WORK TO DO. Reproduce, word for word, only the lines of the entries below that run from the line containing "Task: indicate the potted" through the line containing "x=462 y=220", including both of those lines.

* Start SOURCE MATERIAL *

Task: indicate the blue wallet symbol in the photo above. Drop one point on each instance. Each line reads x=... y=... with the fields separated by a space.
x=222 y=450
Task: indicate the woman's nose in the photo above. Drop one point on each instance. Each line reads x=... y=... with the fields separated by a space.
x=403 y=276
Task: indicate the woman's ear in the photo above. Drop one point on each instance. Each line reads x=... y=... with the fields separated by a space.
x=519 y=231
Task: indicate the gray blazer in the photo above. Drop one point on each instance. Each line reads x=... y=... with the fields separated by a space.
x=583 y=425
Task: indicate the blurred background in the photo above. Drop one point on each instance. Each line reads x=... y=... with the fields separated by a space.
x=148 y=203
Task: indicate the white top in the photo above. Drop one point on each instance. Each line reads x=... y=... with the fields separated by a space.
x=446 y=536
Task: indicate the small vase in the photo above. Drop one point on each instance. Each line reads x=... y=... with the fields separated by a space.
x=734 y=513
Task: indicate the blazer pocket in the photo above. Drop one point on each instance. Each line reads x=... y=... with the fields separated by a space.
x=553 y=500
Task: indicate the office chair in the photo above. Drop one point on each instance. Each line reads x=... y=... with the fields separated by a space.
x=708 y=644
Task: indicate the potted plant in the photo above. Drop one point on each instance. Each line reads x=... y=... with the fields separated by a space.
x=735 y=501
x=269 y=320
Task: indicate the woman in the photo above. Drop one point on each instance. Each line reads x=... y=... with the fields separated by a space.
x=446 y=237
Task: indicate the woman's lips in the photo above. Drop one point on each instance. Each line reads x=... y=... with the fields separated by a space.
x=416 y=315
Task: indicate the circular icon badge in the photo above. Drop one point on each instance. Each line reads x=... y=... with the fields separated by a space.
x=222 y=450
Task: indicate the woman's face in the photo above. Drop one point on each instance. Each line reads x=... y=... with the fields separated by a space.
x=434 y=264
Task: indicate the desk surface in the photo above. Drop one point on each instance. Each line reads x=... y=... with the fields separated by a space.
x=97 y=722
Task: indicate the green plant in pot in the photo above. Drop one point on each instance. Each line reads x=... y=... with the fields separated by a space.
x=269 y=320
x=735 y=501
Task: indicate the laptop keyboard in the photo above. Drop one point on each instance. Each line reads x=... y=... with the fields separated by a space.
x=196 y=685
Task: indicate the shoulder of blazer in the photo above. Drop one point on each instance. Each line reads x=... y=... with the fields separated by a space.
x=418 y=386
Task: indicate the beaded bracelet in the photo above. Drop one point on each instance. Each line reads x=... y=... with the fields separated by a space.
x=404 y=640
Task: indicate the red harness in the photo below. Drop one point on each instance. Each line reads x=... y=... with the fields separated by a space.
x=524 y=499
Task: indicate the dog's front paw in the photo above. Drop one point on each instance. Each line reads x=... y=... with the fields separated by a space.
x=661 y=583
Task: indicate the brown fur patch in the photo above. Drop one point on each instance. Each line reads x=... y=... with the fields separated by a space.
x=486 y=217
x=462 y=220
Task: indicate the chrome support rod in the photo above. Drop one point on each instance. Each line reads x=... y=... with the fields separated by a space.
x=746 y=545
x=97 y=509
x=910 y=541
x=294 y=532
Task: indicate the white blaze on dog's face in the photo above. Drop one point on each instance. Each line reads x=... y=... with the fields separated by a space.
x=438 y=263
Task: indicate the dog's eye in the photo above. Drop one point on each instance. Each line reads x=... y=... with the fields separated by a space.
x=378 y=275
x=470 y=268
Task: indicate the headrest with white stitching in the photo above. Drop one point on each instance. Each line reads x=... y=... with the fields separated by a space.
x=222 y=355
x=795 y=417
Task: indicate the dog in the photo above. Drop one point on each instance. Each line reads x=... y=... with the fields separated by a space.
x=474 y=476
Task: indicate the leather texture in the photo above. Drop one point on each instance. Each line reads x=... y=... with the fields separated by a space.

* End SOURCE MATERIAL *

EXERCISE SOLUTION.
Task: indicate the potted plant in the photo above. Drop one point on each instance. Each line reads x=... y=... with the fields separated by a space.
x=735 y=501
x=269 y=320
Task: indicate the woman in the photo above. Drop one point on each instance. Each line reads x=... y=... with the fields separated by a space.
x=446 y=237
Task: indicate the woman's lips in the photo above. Drop one point on each instance. Each line reads x=... y=... with the fields separated by a space.
x=416 y=315
Task: indicate the circular icon badge in the photo above. Drop one point on each instance. Each line reads x=... y=... with the fields separated by a space.
x=222 y=450
Task: indicate the woman's face in the photo above. Drop one point on each instance. Each line reads x=... y=... with the fields separated by a space.
x=434 y=264
Task: indicate the desk surface in the photo above. Drop one point on each instance. Each line reads x=... y=... with the fields separated by a space.
x=97 y=722
Task: indicate the green plant in pot in the photo above. Drop one point on each instance. Each line reads x=... y=... with the fields separated by a space.
x=269 y=320
x=735 y=501
Task: indicate the laptop keyboard in the photo above. Drop one point on each instance. Each line reads x=... y=... with the fields separated by a space.
x=196 y=685
Task: indicate the shoulder of blazer in the photo above. Drop one point on each instance. Each line reads x=... y=... with the fields separated by a space.
x=418 y=386
Task: indicate the beaded bracelet in the photo above. Drop one point on each instance. Each line reads x=... y=... with the fields separated by a space.
x=404 y=640
Task: indicate the red harness in the photo below. Drop one point on each instance. Each line reads x=... y=... with the fields separated by a space.
x=524 y=499
Task: indicate the dog's front paw in the photo above. Drop one point on each instance. Each line reads x=... y=... with the fields separated by a space.
x=661 y=583
Task: indicate the brown fur patch in the photo above. Drop one point on each instance. Each line reads x=... y=... with the fields separated by a space.
x=486 y=217
x=462 y=220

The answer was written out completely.